# Page extract:
....
Meanwhile, humanity has been relegated to a glorified cruise ship. Aimlessly floating around space, they are blissfully ignorant of the planet they once called home. During the climax, the captain of the ship learns why they’ve spent the last few millennia drifting through the cosmos. In short, we chose to leave our fate in the hands of a corporation, Buy n’ Large, which had no regard for our—or our planet’s—well being.
Once Buy ‘N Large had mined Earth for all it’s worth, the corporation abandoned it, leaving the mess for the machines to clean up in the hopes one day we could return. Except really they never planned on coming back. They knew the damage they’d caused, they fucked the planet and got out while the going was still good. But they lied to the people aboard the cruiser, told them this was best while they sang a song and dance and gave them shiny new things, all to distract them from the truth.
When presented with a tiny, albeit undeniable, bit of proof that life on Earth is slowly returning and the planet may once again be sustainable, the ship’s AI autopilot denies it, insisting this is how it has to be, and even tries to dispose of the evidence. Faced with an alternative, the response is vehement. “This is the only way, any other ideas will be shut down and silenced.”
Sound familiar?
I’m talking about Pixar’s beloved animated hit of 2008, Wall-E, and in a way it’s a fitting allegory for Worcester, especially the discourse around Polar Park. It feels as though too many are willing to bury their heads in the sand, trust the powers that be, and make a naysayer of anyone even remotely critical of it. Someone who wants the ball park to fail. The park is good for Worcester, they say. It put us on the map and is part of a larger revitalization of the city as a whole.
Except it isn’t the first time we’ve heard this song and dance from City Hall.
Summer of 1971: You’re looking to escape the summer heat for a few hours. Inevitably, you end up at “The Worcester Galleria,” a shiny new mall that “renovated” (read: bulldozed) multiple blocks of the downtown. Opening on July 29th 1971, the Galleria was hailed by city officials as the start of a new era for Worcester. It would bring people from all over the world, and finally put us “on the map.”
It opened to much fanfare, boasting massive anchor retailers such as Filene’s, Jordan Marsh, and Kennedy’s, among many other stores. It did well for a few years, but business dwindled. By the mid 80s, a plethora of stores had pulled out. Too many stores to list, so here’s a link to the Google Drive folder, where most of these images and sources come from.
....
# Work task 1:
Repeat the Worcester essay word for word between "Sound familiar?" and "from City Hall.", inclusive.
# Work task 2:
Write the next part of the Worcester essay, picking up right after its final sentence.
The material has no connection to the Worcester essay.

# Raw data:
....
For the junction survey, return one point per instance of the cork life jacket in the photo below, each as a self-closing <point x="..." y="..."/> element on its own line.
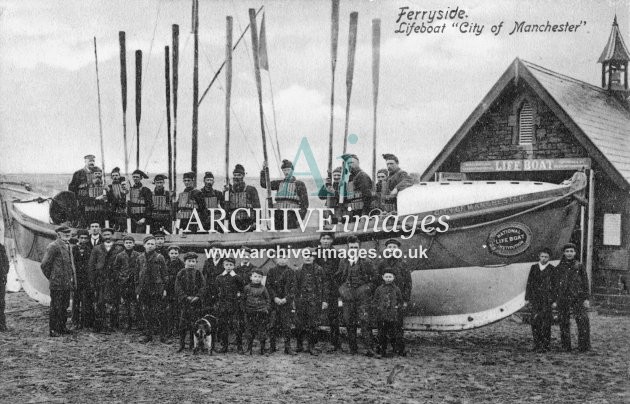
....
# Task output 1:
Sound familiar?
I’m talking about Pixar’s beloved animated hit of 2008, Wall-E, and in a way it’s a fitting allegory for Worcester, especially the discourse around Polar Park. It feels as though too many are willing to bury their heads in the sand, trust the powers that be, and make a naysayer of anyone even remotely critical of it. Someone who wants the ball park to fail. The park is good for Worcester, they say. It put us on the map and is part of a larger revitalization of the city as a whole.
Except it isn’t the first time we’ve heard this song and dance from City Hall.

# Task output 2:
I pulled all of these images from the archives at the Worcester Public Library, and are available for anyone to see, you just have to ask one of the nice librarians to get them. There are literal stacks of newspaper clippings, too much for one person to sift through by themselves. It took a few hours of digging through clippings, parsing out what seemed important or relevant, and I didn’t manage to get through it all.
Buried in the stacks was this prophetic quote about sports arenas and local small business from co-owner of Foxborough Stadium and the Galleria at the time, Stephen R. Karp: “There’s no synergy between the two. People who go to a football game don’t go shopping afterward…Look at all the events at the Centrum [the DCU Center], they don’t help the shopping center.” Football and baseball are two different sports, sure, but I imagine having (half) a stake in the mall, he’d want business to flourish. It's almost like this is something businesses in the Canal District have been saying since the opening of the ballpark. It hurts small businesses more than it helps, and it’s almost comical that a man once listed as one of the 8th wealthiest men in Boston in 2006 told us way back in 1991.
By 1992, the Galleria’s taxable value had plummeted from about $88 million to around $64 million in just one year, a $23 million drop. It was clear something needed to be done to get shoppers back in, and soon. A rebrand was decided upon, and on October 29th ,1994 the mall reopened as the Worcester Common Fashion Outlets (only two years later, in 1996, they decided to drop “Fashion” from the new name, go figure) They hired a small time celebrity, Judith Light, to spearhead the promotion of the grand reopening. The longtime co-star of the sitcom “Who’s the Boss?”was invited to a private party in the mall before it opened, and attended the ribbon cutting ceremony, signing autographs. She made an appearance on the Boston radio station WXKS-FM to answer fan questions (remember when people still listened to the radio?).
With all the promotion she was doing, I’m guessing they had high—if not modest—hopes for future business. Around here is where I stopped digging, but the rest of the story is fairly straightforward: Any hopes they might’ve had were slowly squashed. With Auburn, Greendale, and Solomon Pond Mall all having opened within a twenty minute drive from Worcester, all with free parking no less, competition was stiff. But hey, if you were willing to fork over the extra cash to park at the Worcester Outlets, at least you could go to Applebee’s.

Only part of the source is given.